| What this exercise asks |
A. In the tournament article, at which stadium were the games played?
B. List every country named in the final positions of the tournament article, along with the place each one finished.

── Given passage

1990 Malta International Football Tournament

Tournament details
- Host country: Malta
- Dates: 4–10 February
- Teams: 3
- Venue(s): 1 (in 1 host city)

Final positions
- Champions: Norway (1st title)
- Runners-up: South Korea
- Third place: Malta

Tournament statistics
- Matches played: 3
- Goals scored: 10 (3.33 per match)
- Top scorer(s): Ten players (1 goal each)

= 1990 Malta International Football Tournament =

The 1990 Malta International Football Tournament (known as the Rothmans Tournament for sponsorship reasons) was the fifth edition of the Malta International Tournament. The competition was played between 4 and 10 February, with games hosted at the National Stadium in Ta' Qali.

────
── Collected data

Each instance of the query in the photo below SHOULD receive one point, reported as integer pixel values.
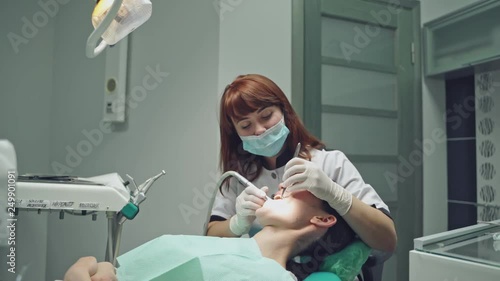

────

| Solved tasks |
A. The National Stadium in Ta' Qali.

B. Norway (champions), South Korea (runners-up), Malta (third place)